Scale the rows from the one containing "I would be grateful if you could mark the yellow" through the end of the rows, both ends included. Rewrite only that stretch with its requests, multiply every answer coordinate by 2.2 and round to whole numbers with halves going up, keep the sample points inside the requests unchanged, and leave out the pictures.

##### Records supplied

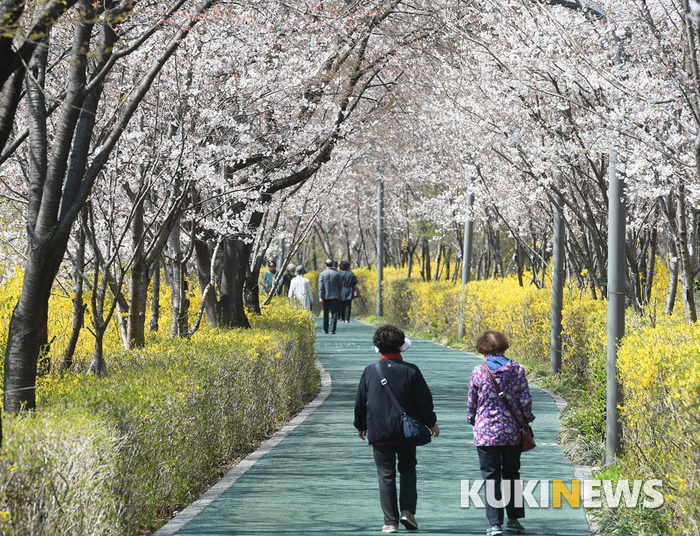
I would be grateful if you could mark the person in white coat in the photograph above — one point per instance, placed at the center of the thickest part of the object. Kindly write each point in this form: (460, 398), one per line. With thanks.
(300, 289)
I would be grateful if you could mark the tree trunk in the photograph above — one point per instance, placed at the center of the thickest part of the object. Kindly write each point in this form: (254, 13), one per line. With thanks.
(672, 278)
(78, 305)
(251, 289)
(651, 265)
(98, 365)
(137, 315)
(686, 268)
(204, 260)
(427, 273)
(28, 328)
(155, 297)
(236, 254)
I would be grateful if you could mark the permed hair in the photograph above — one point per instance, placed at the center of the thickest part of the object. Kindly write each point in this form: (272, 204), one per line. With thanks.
(492, 342)
(389, 339)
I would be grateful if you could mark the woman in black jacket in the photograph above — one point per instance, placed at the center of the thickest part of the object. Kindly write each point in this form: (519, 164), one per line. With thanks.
(378, 420)
(349, 281)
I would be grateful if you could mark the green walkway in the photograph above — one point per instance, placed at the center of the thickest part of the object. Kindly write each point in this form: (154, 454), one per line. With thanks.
(321, 478)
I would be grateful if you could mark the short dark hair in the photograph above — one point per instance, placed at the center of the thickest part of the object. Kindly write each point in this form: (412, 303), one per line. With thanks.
(492, 342)
(389, 339)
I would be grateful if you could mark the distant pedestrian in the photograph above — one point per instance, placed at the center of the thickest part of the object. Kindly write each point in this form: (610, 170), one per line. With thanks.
(300, 289)
(329, 287)
(346, 294)
(497, 437)
(269, 279)
(378, 420)
(287, 278)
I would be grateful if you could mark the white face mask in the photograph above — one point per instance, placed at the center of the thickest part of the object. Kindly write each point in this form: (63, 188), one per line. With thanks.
(405, 346)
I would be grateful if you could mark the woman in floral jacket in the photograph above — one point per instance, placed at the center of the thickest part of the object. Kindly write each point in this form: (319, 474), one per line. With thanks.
(496, 435)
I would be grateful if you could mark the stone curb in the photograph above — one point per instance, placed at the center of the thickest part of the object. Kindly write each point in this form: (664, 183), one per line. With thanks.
(213, 493)
(581, 472)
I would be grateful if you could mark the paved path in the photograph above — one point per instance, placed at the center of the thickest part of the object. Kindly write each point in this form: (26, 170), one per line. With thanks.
(321, 478)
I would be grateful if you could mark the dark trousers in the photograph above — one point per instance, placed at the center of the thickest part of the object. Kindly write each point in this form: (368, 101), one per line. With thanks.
(345, 309)
(385, 460)
(501, 462)
(330, 308)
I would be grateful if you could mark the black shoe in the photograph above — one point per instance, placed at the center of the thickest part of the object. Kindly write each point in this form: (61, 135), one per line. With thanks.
(408, 520)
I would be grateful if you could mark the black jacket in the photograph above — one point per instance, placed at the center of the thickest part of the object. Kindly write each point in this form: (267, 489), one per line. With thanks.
(374, 410)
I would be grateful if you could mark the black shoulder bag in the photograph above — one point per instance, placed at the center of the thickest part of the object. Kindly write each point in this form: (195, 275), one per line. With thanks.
(415, 432)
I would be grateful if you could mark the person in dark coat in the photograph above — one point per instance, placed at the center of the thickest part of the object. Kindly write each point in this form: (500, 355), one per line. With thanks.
(379, 421)
(349, 281)
(329, 287)
(287, 278)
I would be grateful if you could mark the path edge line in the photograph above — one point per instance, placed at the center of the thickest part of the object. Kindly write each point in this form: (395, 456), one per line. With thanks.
(213, 493)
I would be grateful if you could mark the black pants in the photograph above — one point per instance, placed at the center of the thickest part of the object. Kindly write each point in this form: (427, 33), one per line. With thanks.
(501, 462)
(345, 309)
(330, 309)
(385, 460)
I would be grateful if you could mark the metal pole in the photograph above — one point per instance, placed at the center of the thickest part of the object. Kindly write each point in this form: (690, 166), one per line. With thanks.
(616, 306)
(557, 285)
(380, 246)
(466, 260)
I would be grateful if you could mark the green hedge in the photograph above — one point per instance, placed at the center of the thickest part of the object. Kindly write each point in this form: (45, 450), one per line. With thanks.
(116, 455)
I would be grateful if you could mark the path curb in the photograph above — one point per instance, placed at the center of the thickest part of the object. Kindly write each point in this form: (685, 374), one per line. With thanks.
(213, 493)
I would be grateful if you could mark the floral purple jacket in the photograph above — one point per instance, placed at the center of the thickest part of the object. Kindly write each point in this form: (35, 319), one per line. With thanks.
(493, 423)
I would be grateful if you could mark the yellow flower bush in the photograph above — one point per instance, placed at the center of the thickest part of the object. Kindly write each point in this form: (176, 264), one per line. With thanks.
(660, 372)
(658, 363)
(112, 455)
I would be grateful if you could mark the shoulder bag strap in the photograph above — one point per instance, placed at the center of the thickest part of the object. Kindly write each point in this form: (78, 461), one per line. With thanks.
(388, 389)
(502, 396)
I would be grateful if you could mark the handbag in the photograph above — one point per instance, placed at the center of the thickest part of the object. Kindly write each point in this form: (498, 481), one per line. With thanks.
(528, 438)
(414, 431)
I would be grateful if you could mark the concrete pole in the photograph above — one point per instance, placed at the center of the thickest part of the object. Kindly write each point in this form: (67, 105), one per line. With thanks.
(466, 260)
(616, 306)
(380, 246)
(557, 285)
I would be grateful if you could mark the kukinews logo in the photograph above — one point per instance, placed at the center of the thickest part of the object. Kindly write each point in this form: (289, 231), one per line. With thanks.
(552, 493)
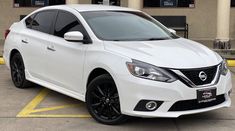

##########

§ Problem solution
I would be grateful if you could mark the yellow flower bush in the photograph above — one point per instance, placed at the center of the thickest part of the object. Kindly write each point in this form: (176, 264), one per line. With thanks.
(1452, 818)
(1448, 799)
(246, 1001)
I would be grateful if you could mark the shoulder bag strap in the photograph above — one point per instance, placed at the center of the thickest part of the object. Kindly write each point in this form: (78, 461), one per line. With thanks.
(854, 856)
(1104, 871)
I would be grateful if you could mark the handbag in the photograph above — one point per instance, placed at the center of the thickest part of the object. Kindly write each point in this form: (498, 481), one per line. With thanks.
(1162, 964)
(911, 948)
I would be grateful if you could mark the concrete pole in the photograph above — one point per instance, placed at the center of the thickest part of the object. Kindly write each point in this form: (67, 105), one per line. With thanks.
(1025, 572)
(1355, 673)
(836, 541)
(1225, 627)
I would be grateful if you could mark the kukinews logo in the photograph above — one point per instance, placed at the center of the thickest part of the object. Kindly write each point in this form: (289, 231), one per line. With thanks.
(1214, 1085)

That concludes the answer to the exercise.